:: WRITTEN TASK ::
Every line must be returned precisely as it is written.

___ RECORDS SHOWN ___

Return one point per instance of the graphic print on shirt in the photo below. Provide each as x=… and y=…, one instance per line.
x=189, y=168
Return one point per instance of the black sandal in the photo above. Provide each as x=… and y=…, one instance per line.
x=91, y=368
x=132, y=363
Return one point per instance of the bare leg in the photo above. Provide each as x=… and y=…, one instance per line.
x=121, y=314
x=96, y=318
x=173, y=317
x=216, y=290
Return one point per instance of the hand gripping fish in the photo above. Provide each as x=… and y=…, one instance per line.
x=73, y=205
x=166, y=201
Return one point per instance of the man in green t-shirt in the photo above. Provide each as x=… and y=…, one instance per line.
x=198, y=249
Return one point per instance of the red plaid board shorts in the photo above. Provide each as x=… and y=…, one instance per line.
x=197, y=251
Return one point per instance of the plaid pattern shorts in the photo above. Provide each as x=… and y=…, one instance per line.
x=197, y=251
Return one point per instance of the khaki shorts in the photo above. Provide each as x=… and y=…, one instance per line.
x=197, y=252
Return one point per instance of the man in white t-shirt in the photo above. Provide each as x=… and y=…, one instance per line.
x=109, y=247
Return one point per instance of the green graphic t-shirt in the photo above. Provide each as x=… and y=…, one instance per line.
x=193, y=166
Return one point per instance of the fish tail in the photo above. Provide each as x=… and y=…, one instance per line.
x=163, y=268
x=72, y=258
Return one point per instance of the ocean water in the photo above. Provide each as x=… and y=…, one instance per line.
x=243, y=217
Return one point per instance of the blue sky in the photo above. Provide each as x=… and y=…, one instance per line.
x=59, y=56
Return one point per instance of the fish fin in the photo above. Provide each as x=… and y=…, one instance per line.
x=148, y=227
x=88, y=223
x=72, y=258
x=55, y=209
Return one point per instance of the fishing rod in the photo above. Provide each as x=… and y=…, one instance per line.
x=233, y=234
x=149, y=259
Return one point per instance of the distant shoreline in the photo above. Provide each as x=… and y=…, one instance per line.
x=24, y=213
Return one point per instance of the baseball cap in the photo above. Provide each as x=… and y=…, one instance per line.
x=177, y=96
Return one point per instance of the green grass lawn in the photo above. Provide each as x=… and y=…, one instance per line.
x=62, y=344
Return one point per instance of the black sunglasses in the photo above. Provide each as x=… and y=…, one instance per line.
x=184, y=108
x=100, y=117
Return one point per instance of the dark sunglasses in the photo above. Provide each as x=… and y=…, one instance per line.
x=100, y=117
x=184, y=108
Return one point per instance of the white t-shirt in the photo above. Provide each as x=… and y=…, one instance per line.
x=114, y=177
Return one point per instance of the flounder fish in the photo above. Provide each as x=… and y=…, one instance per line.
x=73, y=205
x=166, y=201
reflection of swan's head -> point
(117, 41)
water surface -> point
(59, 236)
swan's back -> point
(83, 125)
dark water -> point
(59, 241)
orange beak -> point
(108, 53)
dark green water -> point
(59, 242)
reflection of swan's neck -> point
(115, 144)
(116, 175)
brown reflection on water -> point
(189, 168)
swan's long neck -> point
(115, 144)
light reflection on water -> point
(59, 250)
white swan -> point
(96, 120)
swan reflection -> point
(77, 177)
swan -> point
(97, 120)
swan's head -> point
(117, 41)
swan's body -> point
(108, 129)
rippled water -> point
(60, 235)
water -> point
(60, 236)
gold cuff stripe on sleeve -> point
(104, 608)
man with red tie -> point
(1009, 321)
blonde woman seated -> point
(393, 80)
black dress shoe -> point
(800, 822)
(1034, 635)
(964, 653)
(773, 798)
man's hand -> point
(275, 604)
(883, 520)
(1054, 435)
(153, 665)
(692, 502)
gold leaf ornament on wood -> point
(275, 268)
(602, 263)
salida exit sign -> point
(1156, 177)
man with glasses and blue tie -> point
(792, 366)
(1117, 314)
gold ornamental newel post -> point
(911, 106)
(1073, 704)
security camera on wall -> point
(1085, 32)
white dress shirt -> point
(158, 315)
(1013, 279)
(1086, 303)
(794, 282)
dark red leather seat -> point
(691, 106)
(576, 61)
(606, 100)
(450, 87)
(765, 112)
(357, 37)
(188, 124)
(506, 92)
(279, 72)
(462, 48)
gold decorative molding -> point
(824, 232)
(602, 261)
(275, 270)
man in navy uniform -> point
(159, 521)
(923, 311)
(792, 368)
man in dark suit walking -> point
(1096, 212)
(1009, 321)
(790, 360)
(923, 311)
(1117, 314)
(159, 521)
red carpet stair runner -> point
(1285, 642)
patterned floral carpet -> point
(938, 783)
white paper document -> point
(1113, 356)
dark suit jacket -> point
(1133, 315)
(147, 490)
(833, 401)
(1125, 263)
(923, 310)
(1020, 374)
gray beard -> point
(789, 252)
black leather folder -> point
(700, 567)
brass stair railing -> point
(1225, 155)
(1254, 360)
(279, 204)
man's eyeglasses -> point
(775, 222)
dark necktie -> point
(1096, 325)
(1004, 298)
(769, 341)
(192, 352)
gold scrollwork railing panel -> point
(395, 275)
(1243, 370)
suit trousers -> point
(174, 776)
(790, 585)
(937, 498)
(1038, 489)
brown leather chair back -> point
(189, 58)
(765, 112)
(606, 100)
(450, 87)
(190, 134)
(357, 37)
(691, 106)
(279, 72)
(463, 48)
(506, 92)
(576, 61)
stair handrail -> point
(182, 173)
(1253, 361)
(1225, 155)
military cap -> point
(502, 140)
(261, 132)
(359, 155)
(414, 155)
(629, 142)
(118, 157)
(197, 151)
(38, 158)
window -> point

___

:: RESULT ::
Return one point per instance of the graphic print on shirt in the photo below. Provide each as x=… and y=…, one instance per line.
x=189, y=168
Return one point per instance of the black sandal in the photo above. Provide each as x=… and y=…, one instance per line.
x=91, y=368
x=132, y=363
Return one point per instance of the bare leg in the photo above. Provide each as x=… and y=…, one instance per line.
x=121, y=314
x=96, y=318
x=173, y=317
x=216, y=290
Return one point per instance of the hand gripping fish in the photo above. Provide each as x=… and y=…, one instance per line.
x=73, y=205
x=166, y=201
Return one point per instance of the man in green t-shirt in the photo above. Provide each as x=… and y=…, one instance per line.
x=198, y=249
Return one point per instance of the red plaid board shorts in the photo above. Provide each as x=… and y=…, one instance per line.
x=197, y=251
Return one point per instance of the plaid pattern shorts in the photo above. Provide each as x=… and y=…, one instance per line.
x=197, y=251
Return one point per instance of the khaki shorts in the photo above. Provide each as x=… and y=…, one instance per line.
x=197, y=252
Return one point per instance of the man in white t-shirt in the photo above. Provide each as x=… and y=…, one instance per line.
x=109, y=247
Return one point per instance of the green graphic t-shirt in the photo above. Provide each as x=… and y=…, one instance per line.
x=193, y=166
Return one point per instance of the fish tail in the photo above. Provide each as x=… and y=…, one instance per line.
x=163, y=268
x=72, y=258
Return one point per instance of the ocean water in the photo above. Provide each as x=… and y=…, one instance per line.
x=243, y=217
Return one point per instance of the blue sky in the photo above. Provide each as x=… and y=…, one instance per line.
x=59, y=56
Return one point per instance of the fish fin in the photo above. Provide each as x=… and y=…, one instance per line.
x=148, y=227
x=88, y=223
x=72, y=258
x=55, y=209
Return one point per instance of the fishing rod in the photo above. Provide each as x=… and y=…, one instance per line.
x=233, y=234
x=149, y=259
Return one point per instance of the distant shoreline in the photo above. Provide each as x=… and y=…, one instance per line.
x=24, y=213
Return one point per instance of the baseball cap in the photo above. Provide each as x=… and y=…, one instance per line.
x=177, y=96
Return one point per instance of the green grass lawn in the photo above. Provide each as x=… and y=…, one instance per line.
x=62, y=344
Return one point per instance of the black sunglasses in the photo above. Provide each as x=… and y=…, one instance per line.
x=184, y=108
x=100, y=117
Return one point per instance of the dark sunglasses in the photo above. Provide each as x=… and y=…, one instance per line.
x=100, y=117
x=184, y=108
Return one point per instance of the white t-shirt in the photo above. Provide each as x=… and y=…, one instance per line.
x=114, y=177
Return one point per instance of the flounder fish in the photo above. Provide each as x=… and y=…, one instance per line.
x=73, y=205
x=166, y=201
reflection of swan's head -> point
(117, 41)
water surface -> point
(59, 236)
swan's back -> point
(83, 125)
dark water -> point
(59, 241)
orange beak -> point
(108, 53)
dark green water -> point
(59, 242)
reflection of swan's neck -> point
(115, 144)
(116, 175)
brown reflection on water -> point
(189, 168)
swan's long neck -> point
(115, 144)
light reflection on water -> point
(59, 250)
white swan -> point
(96, 120)
swan reflection -> point
(77, 177)
swan -> point
(97, 120)
swan's head -> point
(117, 41)
swan's body -> point
(108, 129)
rippled water -> point
(60, 235)
water -> point
(60, 236)
gold cuff stripe on sleeve -> point
(104, 608)
man with red tie -> point
(1009, 321)
blonde woman seated -> point
(393, 80)
black dress shoe -> point
(800, 822)
(1034, 635)
(964, 653)
(773, 798)
man's hand -> point
(275, 604)
(883, 520)
(1054, 435)
(153, 665)
(692, 502)
gold leaf ornament on wood -> point
(275, 268)
(602, 263)
salida exit sign -> point
(1156, 177)
man with glasses and blue tie -> point
(792, 366)
(1117, 314)
gold ornamental newel post -> point
(911, 106)
(1073, 704)
security camera on wall -> point
(1085, 32)
white dress shirt -> point
(158, 315)
(1013, 279)
(1086, 303)
(794, 282)
dark red leather seat -> point
(691, 106)
(576, 61)
(606, 100)
(450, 87)
(765, 112)
(357, 37)
(188, 124)
(506, 92)
(279, 72)
(462, 48)
gold decorative molding -> point
(824, 232)
(602, 261)
(275, 270)
man in navy uniform -> point
(159, 521)
(923, 311)
(792, 368)
man in dark suit walking -> point
(1096, 212)
(1009, 321)
(790, 360)
(923, 311)
(1117, 314)
(159, 521)
red carpet stair runner -> point
(1285, 642)
patterned floral carpet -> point
(938, 783)
white paper document -> point
(1113, 356)
dark suit jacket -> point
(1133, 315)
(147, 490)
(833, 401)
(1125, 263)
(923, 310)
(1020, 374)
gray beard -> point
(789, 252)
black leather folder -> point
(700, 567)
brass stair railing -> point
(1225, 155)
(1254, 360)
(279, 204)
man's eyeglasses -> point
(775, 222)
dark necktie -> point
(1096, 325)
(1004, 298)
(769, 341)
(192, 352)
gold scrollwork railing panel -> point
(395, 275)
(1243, 370)
suit trousers -> point
(174, 776)
(790, 585)
(937, 498)
(1038, 489)
brown leather chair back -> point
(189, 58)
(765, 112)
(606, 100)
(450, 87)
(190, 134)
(357, 37)
(691, 106)
(279, 72)
(463, 48)
(506, 92)
(576, 61)
stair handrail -> point
(182, 173)
(1253, 361)
(1225, 155)
military cap -> point
(502, 140)
(261, 132)
(359, 155)
(414, 155)
(629, 142)
(118, 157)
(197, 151)
(38, 158)
window -> point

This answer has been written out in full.